[EXTRAIT]:
=======

Pratiquement, dans tous les pays européens, Suède, Danemark,
Belgique, Italie et France, l’extrême droite se sent pousser des
ailes. Nouvelle particularité, le thème récurrent est de plus en
plus assumé par les pouvoirs en place et est vu comme un
argument de campagne, bref, c’est une machine à gagner les
élections.
Naturellement, le thème de la xénophobie et du racisme est
contagieux. Les pays arabes ne brillent pas à titre d’exemple
par leur tolérance et le racisme est toujours en sommeil;
cependant, ces mêmes pays ne s’intronisent pas donneurs de
leçons et dépositaires en ce qui concerne la norme des droits de
l’Homme, qui deviennent, on l’aura compris, de plus en plus les
droits de l’homme blanc chrétien. Dans cet ordre d’idées, il
nous a paru important de répondre à quelques faits constatés,
notamment à une interview du sieur Jean-Marie le Pen,
tortionnaire de son état et député en France, que la vulgate
officielle des médias français a cru bon de rediffuser en boucle
pour bien leur donner des arguments visant à légitimer le
discours ultrasécuritaire du pouvoir. Sous la plume de Pepper
Seargent nous lisons: «Un documentaire daté d’avril et
consacré à Jean-Marie Le Pen vient de refaire surface avec force
remous. Dans une séquence pendant laquelle le vieillard
rugissant aborde ses souvenirs, il lâche une de ces immondes
petites phrases dont lui seul, autrefois, avait le secret: "J’ai
acheté une maison de campagne pour permettre à mes enfants, qui
habitaient le XVe, de voir des vaches au lieu de voir des
Arabes." Le dérapage, c’est plutôt quand la droite dite
républicaine ou modérée se met à mener une politique
d’extrême-droite pour se maintenir au pouvoir quoi qu’il en
coûte. (...) Aux étages supérieurs de notre société, la parole
s’est libérée, le mépris a été légalisé. (..) Mais que l’on se
rallie en masse derrière des étendards xénophobes pour hurler
que des exceptions sont la règle, non. Que l’on se mette à
croire, à l’unisson et d’un pas cadencé, que des groupes
ethniques sont responsables de tous nos maux, non encore. Qu’on
en oublie que nous n’avons jamais voulu intégrer ceux que nous
accusons aujourd’hui de ne pas vouloir s’intégrer, non toujours.»(1)

=======

Entrées d'un jeu de données
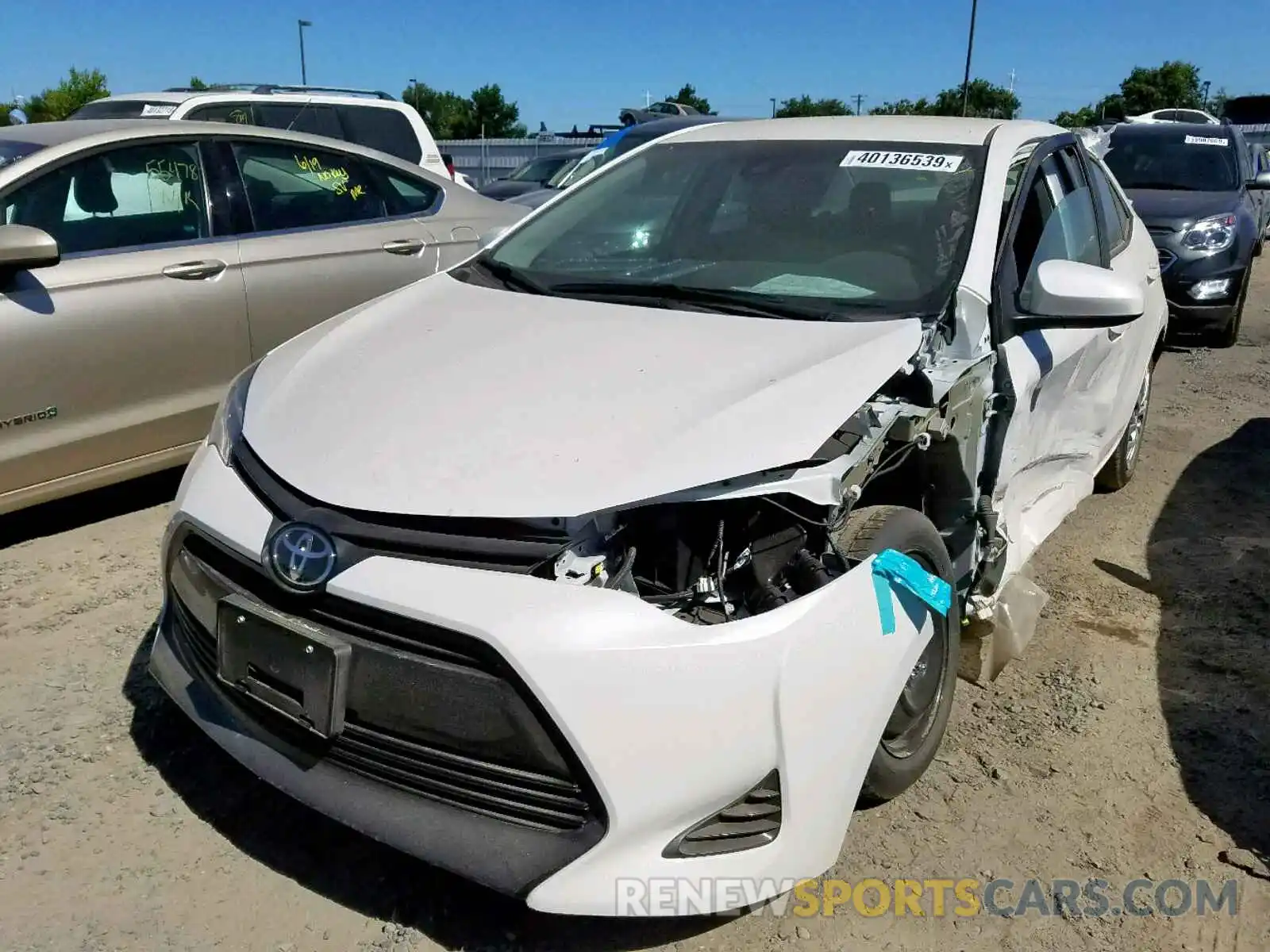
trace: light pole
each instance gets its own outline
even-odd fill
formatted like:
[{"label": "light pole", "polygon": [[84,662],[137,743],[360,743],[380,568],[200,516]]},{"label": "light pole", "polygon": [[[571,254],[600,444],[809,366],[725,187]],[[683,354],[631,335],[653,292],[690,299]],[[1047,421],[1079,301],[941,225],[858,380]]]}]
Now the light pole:
[{"label": "light pole", "polygon": [[974,20],[979,14],[979,0],[970,0],[970,38],[965,42],[965,80],[961,83],[961,114],[970,112],[970,56],[974,53]]},{"label": "light pole", "polygon": [[311,27],[312,20],[296,20],[300,24],[300,85],[309,85],[309,70],[305,69],[305,27]]}]

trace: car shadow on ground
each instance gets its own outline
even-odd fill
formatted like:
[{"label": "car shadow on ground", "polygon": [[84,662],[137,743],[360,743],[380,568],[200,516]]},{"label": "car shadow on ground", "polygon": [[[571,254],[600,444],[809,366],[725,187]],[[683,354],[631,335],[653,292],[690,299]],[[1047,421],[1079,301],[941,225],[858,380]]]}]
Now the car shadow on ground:
[{"label": "car shadow on ground", "polygon": [[237,849],[334,902],[417,929],[447,948],[491,952],[640,949],[690,939],[725,922],[544,915],[376,843],[259,781],[208,740],[149,674],[152,644],[151,627],[123,684],[141,757]]},{"label": "car shadow on ground", "polygon": [[1182,472],[1147,548],[1160,702],[1191,801],[1270,857],[1270,418]]},{"label": "car shadow on ground", "polygon": [[170,503],[184,471],[178,466],[0,515],[0,548]]}]

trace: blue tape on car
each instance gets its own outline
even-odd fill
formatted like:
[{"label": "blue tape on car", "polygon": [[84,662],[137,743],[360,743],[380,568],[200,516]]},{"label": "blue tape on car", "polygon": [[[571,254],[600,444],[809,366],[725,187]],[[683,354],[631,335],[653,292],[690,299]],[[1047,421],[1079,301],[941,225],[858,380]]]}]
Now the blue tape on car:
[{"label": "blue tape on car", "polygon": [[883,635],[895,633],[895,605],[892,599],[892,588],[895,585],[912,592],[940,614],[947,614],[952,608],[952,586],[894,548],[883,550],[874,556],[872,579]]}]

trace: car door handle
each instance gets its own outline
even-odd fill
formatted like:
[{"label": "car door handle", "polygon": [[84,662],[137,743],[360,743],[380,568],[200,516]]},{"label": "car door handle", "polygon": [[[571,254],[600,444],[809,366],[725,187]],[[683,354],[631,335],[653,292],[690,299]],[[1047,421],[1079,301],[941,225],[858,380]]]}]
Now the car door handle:
[{"label": "car door handle", "polygon": [[423,239],[396,239],[385,241],[384,250],[390,255],[413,255],[422,251],[427,244]]},{"label": "car door handle", "polygon": [[180,264],[169,264],[163,269],[163,273],[169,278],[180,278],[182,281],[202,281],[203,278],[215,278],[227,267],[225,261],[217,260],[182,261]]}]

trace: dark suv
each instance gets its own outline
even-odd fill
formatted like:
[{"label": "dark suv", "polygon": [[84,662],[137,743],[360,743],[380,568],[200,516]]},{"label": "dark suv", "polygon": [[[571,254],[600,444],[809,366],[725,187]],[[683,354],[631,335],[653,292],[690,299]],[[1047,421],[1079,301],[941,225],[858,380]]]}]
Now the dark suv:
[{"label": "dark suv", "polygon": [[1106,164],[1160,250],[1172,327],[1234,344],[1264,240],[1251,193],[1270,189],[1270,174],[1253,174],[1242,133],[1176,122],[1116,126]]}]

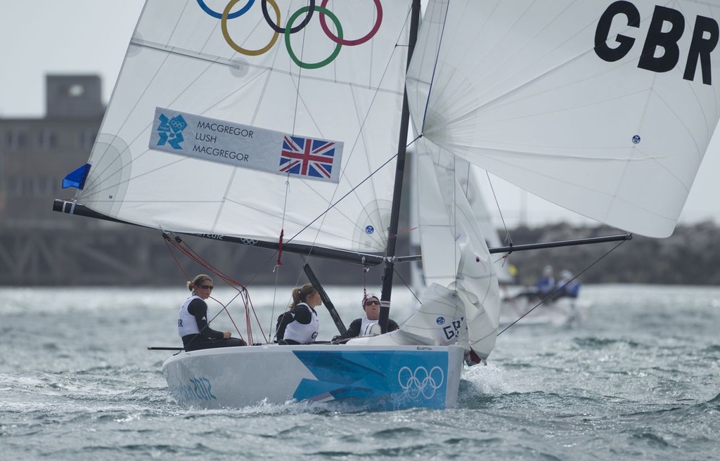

=======

[CONSIGNE]:
Répondez à ces questions sur l'extrait consacré à l'extrême droite :
1. Quels pays européens l'extrait énumère-t-il au début ?
2. De quel mois le documentaire consacré à Jean-Marie Le Pen est-il daté ?
3. Sous la plume de qui se trouve le passage cité ?

[CORRIGÉ]:
1. La Suède, le Danemark, la Belgique, l'Italie et la France.
2. D'avril.
3. Sous la plume de Pepper Seargent.